**Apply what you read:**
**1)** In the article on polymer materials, what term is given to the conversion of engineered materials into biomass under controlled conditions?
**2)** Copy the passage of the article on polymer materials starting with "This is bioconversion." and going on through "Useful. Necessary. Limited.".
**3)** Carry on the article on polymer materials from where it stops.

**Given passage:**
==========

The Material Decision You Didn't Know You Already Made
For decades, materials didn't sell products.
They sat in the background.
Chosen by engineers.
Managed by procurement.
Invisible to demand.
That's no longer true.
The Question That Changed Everything
Across industries, a new question is being asked.
Quietly. Consistently.
"What is this made of — and what happens to it after I use it?"
When that question can't be answered clearly…
The product doesn't lose.
It disappears.
This Isn't Messaging
It's behavior.
Consumers are filtering.
Procurement is probing.
Capital is adjusting.
Sustainability didn't become important.
It became assumed.
The System Behind the Product
Most modern products rely on polymers.
And the system behind them is remarkably efficient — at one thing:
→ making material
It is far less effective at:
- getting it back
- keeping it in circulation
- or resolving it once it escapes
The OECD continues to report rising production and waste:
https://www.oecd.org/en/publications/global-plastics-outlook_de747aef-en.html
McKinsey puts it plainly:
Polymer complexity makes system-wide solutions difficult.
https://www.mckinsey.com/industries/metals-and-mining/our-insights/aligning-the-value-chain-to-decarbonize-plastics
The Assumption That Failed
For years, the belief was simple:
Recycling would close the loop.
It didn't.
Not because it doesn't work —
but because it doesn't work everywhere.
And what happens outside the system…
is what defines it.
What Happens Outside the System
Most materials are designed to degrade.
They break down.
They fragment.
They disperse.
But they don't resolve.
They become smaller versions of themselves —
often microscopic.
Microplastics are not an accident.
They are the result of a system that never defined an end.
A Different Question Is Emerging
Some are now asking a different question:
Not how materials break down.
But:
"What are they designed to become?"
Designed Regeneration
This is where the shift begins.
Materials engineered with a defined biological outcome.
Not fragments.
Not residue.
But conversion into biomass under controlled conditions.
This is bioconversion.
It doesn't manage waste.
It defines it.
Where Innovation Is Actually Going
Four paths are now visible:
Recycled polymers
Useful. Necessary. Limited.

==========

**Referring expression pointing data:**

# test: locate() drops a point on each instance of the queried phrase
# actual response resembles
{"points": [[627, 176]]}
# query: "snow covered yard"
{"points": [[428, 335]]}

==========

**Task-by-task results:**
**1)** Bioconversion.

**2)**
This is bioconversion.
It doesn't manage waste.
It defines it.
Where Innovation Is Actually Going
Four paths are now visible:
Recycled polymers
Useful. Necessary. Limited.

**3)**
Bio-based polymers
Renewable. Infrastructure-dependent.
https://en.wikipedia.org/wiki/Bioplastic
Advanced recycling
Technically viable. Still scaling.
System-designed polymers
Built for a defined outcome from the start.
Research now shows polymers can be designed at molecular level for circularity and recovery:
https://arxiv.org/abs/2409.15354
The Model That Is Emerging
It's called — increasingly — a biocircular system.
Simple in concept.
Difficult in execution.
Materials have two defined pathways:
If recovered:
→ remain in the system
If not:
→ return safely to biological cycles
Closing the Loop — Completely
Traditional systems assume success:
→ material is captured
→ material is reused
Reality doesn't always cooperate.
Biocircular systems account for failure.
Recycling when possible.
Bioconversion when not.
For the first time, both outcomes are designed.
Why This Matters
Because the consequences are no longer hidden.
Materials that:
- persist
- fragment
- accumulate
are becoming:
- regulatory exposure
- brand risk
- long-term liability
At the same time, products with a clear material outcome are gaining:
- trust
- access
- pricing power
The Shift Underway
Material decisions are no longer operational.
They are strategic.
They determine:
- whether a product is considered
- how it is valued
- how long it survives
Final Thought
Most companies haven't consciously made a material strategy decision.
But they've already made one.
And the market is beginning to decide whether it holds up — or breaks down.